◆ INSTRUCTION: Please give the listing again in its entirety, exactly as written.

◆ PROVIDED INFORMATION:
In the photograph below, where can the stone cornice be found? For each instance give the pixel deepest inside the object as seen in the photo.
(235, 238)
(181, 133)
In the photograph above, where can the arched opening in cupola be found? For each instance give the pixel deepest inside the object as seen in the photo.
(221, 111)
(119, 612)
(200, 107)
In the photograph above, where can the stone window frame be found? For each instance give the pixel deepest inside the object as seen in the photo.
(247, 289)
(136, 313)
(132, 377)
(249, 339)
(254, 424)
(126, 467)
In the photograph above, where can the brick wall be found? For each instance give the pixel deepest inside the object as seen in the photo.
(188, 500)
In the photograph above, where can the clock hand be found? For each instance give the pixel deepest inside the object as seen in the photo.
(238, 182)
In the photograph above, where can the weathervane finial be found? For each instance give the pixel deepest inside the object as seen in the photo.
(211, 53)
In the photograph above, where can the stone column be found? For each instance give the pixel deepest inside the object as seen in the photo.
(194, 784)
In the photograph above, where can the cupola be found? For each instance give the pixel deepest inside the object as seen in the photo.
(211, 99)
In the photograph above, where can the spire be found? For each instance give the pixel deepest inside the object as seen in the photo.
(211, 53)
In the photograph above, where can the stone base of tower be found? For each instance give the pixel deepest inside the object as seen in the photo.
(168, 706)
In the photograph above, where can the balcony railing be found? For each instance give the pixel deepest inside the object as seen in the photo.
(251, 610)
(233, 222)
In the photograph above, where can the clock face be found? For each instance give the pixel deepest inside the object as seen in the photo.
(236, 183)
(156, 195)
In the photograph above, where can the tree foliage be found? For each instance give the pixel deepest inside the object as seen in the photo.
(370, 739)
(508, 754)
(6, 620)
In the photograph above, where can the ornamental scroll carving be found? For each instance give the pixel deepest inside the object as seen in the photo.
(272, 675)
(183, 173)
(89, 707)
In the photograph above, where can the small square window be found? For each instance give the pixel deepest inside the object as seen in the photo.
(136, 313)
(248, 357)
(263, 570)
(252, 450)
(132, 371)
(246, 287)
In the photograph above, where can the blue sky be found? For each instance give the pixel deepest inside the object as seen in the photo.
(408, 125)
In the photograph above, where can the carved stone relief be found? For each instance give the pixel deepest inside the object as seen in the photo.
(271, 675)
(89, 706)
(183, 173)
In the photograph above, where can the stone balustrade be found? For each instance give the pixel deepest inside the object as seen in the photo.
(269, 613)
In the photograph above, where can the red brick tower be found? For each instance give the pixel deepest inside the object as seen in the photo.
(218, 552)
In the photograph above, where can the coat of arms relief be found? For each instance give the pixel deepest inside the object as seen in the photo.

◆ SOLUTION BELOW:
In the photograph below, where can the stone cornice be found? For each instance give the pixel deepest inside the object as seen in the photo.
(235, 238)
(181, 133)
In the photograph above, where can the arched opening in cupola be found? For each instance give the pixel deepest inside the object as seen in the photo.
(221, 111)
(119, 612)
(200, 107)
In the photograph above, where can the stone window frame be found? For each instance give the pixel deepest inside the object as seen in the photo.
(247, 289)
(136, 313)
(132, 377)
(249, 339)
(254, 424)
(126, 467)
In the photograph above, where can the brick wall be found? For each instance give the pixel deepest inside the object as seen in the photo.
(188, 500)
In the photograph above, where can the clock hand be found? For each instance give the pixel deepest inside the object as seen in the photo.
(238, 182)
In the photograph above, where can the weathervane finial be found? For each instance give the pixel deepest inside the object as seen in the photo.
(211, 53)
In the photograph above, where can the stone column be found? For each instance give the pixel deepest inside the object as seen in the photo.
(194, 784)
In the photograph above, where can the cupola be found? For each instance give the pixel deepest inside the object as seen in the photo.
(211, 99)
In the photograph above, where can the spire be found? For each instance give the pixel deepest inside the object as seen in the photo.
(211, 53)
In the photograph above, where can the stone base of tower be found? For each instance give the pixel deepest inside the object as seen in the photo.
(168, 706)
In the photograph above, where can the balcony railing be found? For each instance give the pixel deepest inside the object as seen in the photo.
(251, 610)
(233, 222)
In the photograph above, where can the clock face be found? For each instance give the pixel deepest inside the object as seen in the photo.
(236, 183)
(156, 195)
In the photograph above, where can the tree foliage be found? For each instance give the pixel deepest inside the object as seen in the photo.
(370, 739)
(508, 754)
(6, 620)
In the photograph above, where can the ornamental scroll carving be found? For each instance give the pixel deepest inside the object as seen in the photo.
(272, 675)
(183, 173)
(89, 707)
In the photograph above, where can the small square window be found? For each instance give the pixel deepest inside the object as seen in the photo.
(136, 313)
(248, 357)
(263, 570)
(252, 450)
(132, 371)
(246, 287)
In the photograph above, where can the blue sky be found? For each instance give the pixel deepest inside the object as seen in the photo.
(408, 125)
In the photograph above, where can the carved stone relief be found? For each instance give the pixel deepest inside the object as seen in the photo.
(271, 675)
(89, 706)
(183, 173)
In the photograph above, where can the stone balustrade be found? For each instance give the pixel deepest inside the object as seen in the photo.
(269, 613)
In the photograph above, where can the red brick tower be found? For each instance give the pixel deepest inside the object as seen in the photo.
(218, 552)
In the photograph above, where can the coat of arms relief be found? For each instance give the pixel deepest inside the object as seen in the photo.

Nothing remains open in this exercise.